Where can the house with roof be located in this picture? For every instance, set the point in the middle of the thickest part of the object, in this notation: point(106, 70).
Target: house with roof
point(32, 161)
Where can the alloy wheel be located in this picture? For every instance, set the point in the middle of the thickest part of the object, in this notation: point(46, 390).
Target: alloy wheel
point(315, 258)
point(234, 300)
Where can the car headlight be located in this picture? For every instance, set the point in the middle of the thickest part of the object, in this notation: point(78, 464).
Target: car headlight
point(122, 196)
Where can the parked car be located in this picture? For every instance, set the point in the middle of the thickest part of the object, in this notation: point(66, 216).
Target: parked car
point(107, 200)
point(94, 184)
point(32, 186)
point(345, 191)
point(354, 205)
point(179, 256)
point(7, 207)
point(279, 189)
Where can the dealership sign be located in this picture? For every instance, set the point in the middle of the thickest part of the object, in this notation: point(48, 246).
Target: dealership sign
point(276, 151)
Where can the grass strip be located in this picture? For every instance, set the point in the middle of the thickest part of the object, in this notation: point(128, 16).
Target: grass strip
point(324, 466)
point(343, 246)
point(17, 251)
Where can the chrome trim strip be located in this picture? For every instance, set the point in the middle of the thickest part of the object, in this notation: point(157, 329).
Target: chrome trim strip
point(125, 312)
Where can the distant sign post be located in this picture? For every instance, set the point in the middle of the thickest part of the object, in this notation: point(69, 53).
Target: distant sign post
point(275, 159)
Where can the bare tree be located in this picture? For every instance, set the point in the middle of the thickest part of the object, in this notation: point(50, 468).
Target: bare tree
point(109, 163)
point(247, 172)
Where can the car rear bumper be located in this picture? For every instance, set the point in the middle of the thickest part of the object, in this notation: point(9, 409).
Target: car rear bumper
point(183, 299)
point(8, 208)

=-=-=

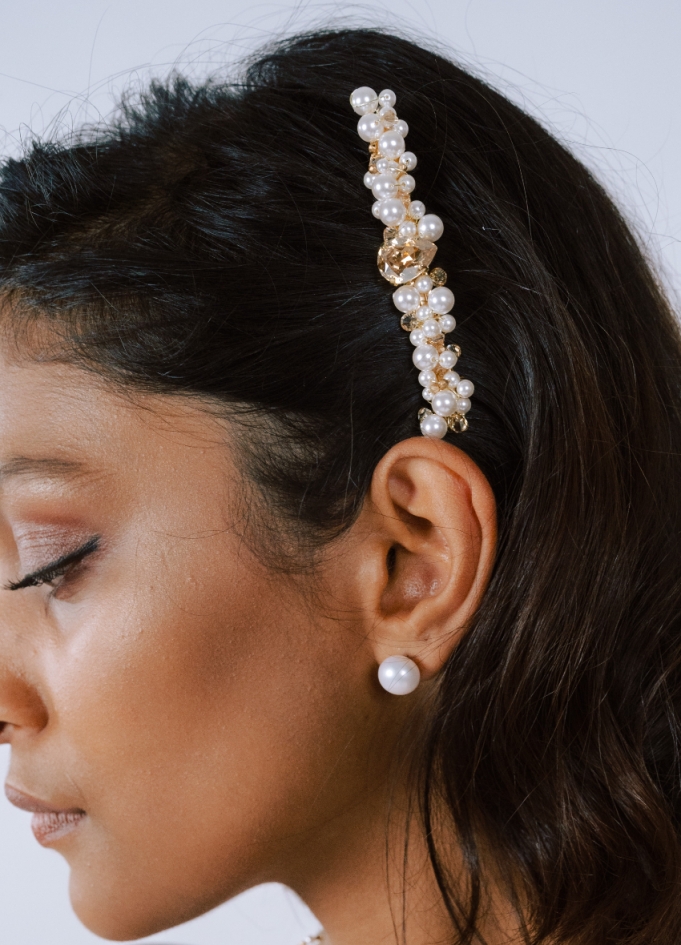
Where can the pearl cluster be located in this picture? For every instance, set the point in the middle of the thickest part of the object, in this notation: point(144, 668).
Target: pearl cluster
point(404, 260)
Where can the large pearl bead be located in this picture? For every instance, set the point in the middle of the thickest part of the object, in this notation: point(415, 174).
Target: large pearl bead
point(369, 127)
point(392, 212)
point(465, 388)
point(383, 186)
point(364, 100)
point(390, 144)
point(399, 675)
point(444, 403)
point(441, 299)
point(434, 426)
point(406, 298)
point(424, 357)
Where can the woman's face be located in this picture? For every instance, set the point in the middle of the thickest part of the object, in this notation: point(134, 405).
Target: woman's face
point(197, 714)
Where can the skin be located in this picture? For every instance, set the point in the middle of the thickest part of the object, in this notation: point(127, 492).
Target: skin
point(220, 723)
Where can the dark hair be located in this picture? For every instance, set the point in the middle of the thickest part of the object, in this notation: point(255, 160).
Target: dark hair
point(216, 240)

=-=-=

Shift each answer point by adding 55 to both of its coordinates. Rewrite every line from the line containing "Where can the alloy" through the line containing "point(122, 196)", requests included, and keep the numbers in the requests and their sample notation unchanged.

TASK ANSWER:
Where can the alloy wheel be located in this picture? For every instance, set the point in the middle of the thickest part of the object, in this notation: point(46, 390).
Target: alloy wheel
point(370, 313)
point(289, 355)
Where can the car headlight be located in this picture? For every instance, set the point in the middle of the thickest part of the object, in this notation: point(78, 464).
Target: car headlight
point(177, 251)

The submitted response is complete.